### What is required
Count the lines in the material below that contain the string "climber". Reply with the number alone.

--- START OF Material for this task ---

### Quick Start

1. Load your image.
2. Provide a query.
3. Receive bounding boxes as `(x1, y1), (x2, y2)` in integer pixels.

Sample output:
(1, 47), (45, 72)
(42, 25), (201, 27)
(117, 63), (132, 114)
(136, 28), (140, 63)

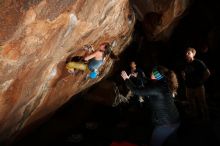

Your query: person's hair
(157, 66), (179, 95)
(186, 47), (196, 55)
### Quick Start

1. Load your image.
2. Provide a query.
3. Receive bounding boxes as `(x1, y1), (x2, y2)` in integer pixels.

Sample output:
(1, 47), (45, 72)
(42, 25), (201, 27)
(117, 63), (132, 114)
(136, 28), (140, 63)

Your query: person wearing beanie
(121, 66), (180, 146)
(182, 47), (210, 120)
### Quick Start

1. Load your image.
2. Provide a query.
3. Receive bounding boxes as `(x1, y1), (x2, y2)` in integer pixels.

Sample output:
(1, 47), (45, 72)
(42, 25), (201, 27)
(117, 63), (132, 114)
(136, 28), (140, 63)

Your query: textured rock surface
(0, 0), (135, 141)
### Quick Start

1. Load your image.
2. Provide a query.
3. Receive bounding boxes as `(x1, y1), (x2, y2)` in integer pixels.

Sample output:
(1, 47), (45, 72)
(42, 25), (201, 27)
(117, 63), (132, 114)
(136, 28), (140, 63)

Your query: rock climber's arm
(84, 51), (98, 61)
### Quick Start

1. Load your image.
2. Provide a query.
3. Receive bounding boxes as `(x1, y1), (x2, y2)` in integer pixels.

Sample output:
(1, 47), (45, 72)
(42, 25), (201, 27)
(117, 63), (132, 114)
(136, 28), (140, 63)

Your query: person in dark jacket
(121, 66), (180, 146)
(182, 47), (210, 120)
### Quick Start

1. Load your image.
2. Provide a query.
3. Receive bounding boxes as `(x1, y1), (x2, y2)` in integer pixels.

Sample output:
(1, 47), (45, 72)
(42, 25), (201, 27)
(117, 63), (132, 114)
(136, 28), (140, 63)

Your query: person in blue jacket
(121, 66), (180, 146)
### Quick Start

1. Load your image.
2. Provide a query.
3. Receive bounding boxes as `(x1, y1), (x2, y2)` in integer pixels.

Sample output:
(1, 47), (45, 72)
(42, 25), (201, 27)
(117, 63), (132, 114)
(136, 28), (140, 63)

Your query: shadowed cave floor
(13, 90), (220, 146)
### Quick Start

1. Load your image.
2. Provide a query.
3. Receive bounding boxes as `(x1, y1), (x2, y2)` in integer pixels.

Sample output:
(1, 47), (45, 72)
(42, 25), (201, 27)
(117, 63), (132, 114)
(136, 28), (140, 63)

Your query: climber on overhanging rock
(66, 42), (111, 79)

--- END OF Material for this task ---
--- START OF Material for this task ---

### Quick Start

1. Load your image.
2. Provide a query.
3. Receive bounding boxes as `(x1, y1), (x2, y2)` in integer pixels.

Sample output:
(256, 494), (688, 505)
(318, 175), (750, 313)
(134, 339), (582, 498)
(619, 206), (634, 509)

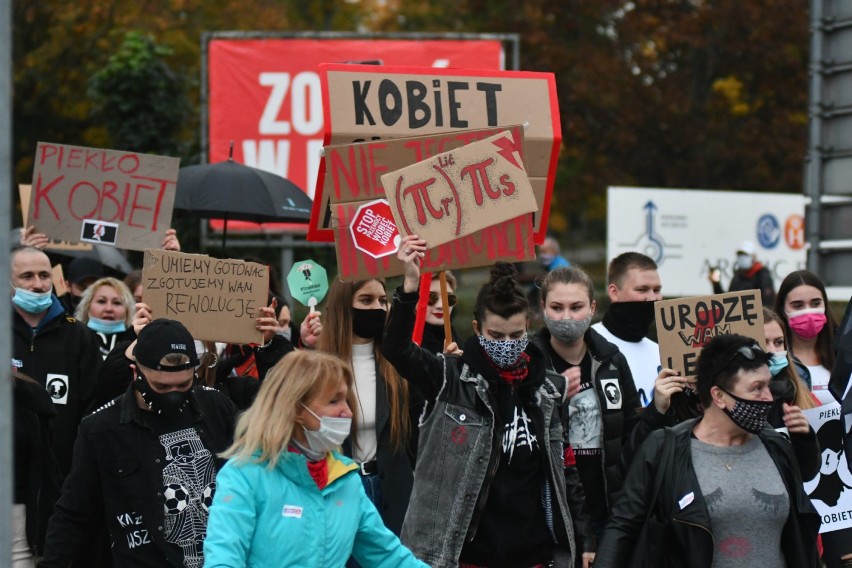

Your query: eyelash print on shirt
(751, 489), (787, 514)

--- END OF Material for this task ---
--- START OF Material for this task ---

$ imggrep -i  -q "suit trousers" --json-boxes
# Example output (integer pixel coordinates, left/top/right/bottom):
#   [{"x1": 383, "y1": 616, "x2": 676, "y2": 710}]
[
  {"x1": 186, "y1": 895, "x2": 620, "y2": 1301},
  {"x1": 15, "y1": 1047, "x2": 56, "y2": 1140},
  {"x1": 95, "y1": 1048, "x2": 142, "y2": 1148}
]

--- END OF Material for this task ---

### Complete answer
2